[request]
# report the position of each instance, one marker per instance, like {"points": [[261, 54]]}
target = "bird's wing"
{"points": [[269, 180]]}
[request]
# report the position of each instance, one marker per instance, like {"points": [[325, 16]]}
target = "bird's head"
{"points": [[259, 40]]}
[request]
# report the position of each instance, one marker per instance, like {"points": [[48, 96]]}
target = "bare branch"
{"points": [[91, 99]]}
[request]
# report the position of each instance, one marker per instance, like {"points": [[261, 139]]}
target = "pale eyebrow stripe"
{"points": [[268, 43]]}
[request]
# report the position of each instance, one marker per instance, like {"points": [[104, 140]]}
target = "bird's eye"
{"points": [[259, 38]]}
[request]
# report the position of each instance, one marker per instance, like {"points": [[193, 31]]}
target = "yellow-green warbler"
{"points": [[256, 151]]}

==============================

→ **TASK BRIEF**: Your task is to quote all of the data word for word.

→ **CORRECT OUTPUT**:
[request]
# report the position of each instance, one marker per instance, like {"points": [[261, 54]]}
target = "bird's wing"
{"points": [[269, 180]]}
[request]
# report the position of each instance, one marker per instance, like {"points": [[325, 16]]}
target = "bird's head"
{"points": [[259, 40]]}
[request]
# report the position of each instance, one marker per instance, like {"points": [[48, 96]]}
target = "bare branch"
{"points": [[91, 99]]}
[request]
# report the position of each instance, one marker per instance, like {"points": [[261, 139]]}
target = "pale eyebrow stripe"
{"points": [[268, 43]]}
[request]
# report the position of each instance, one marker per instance, like {"points": [[104, 140]]}
target = "bird's eye"
{"points": [[259, 38]]}
[request]
# report the position of each instance, one marker per instance, like {"points": [[193, 31]]}
target = "yellow-green warbler"
{"points": [[256, 151]]}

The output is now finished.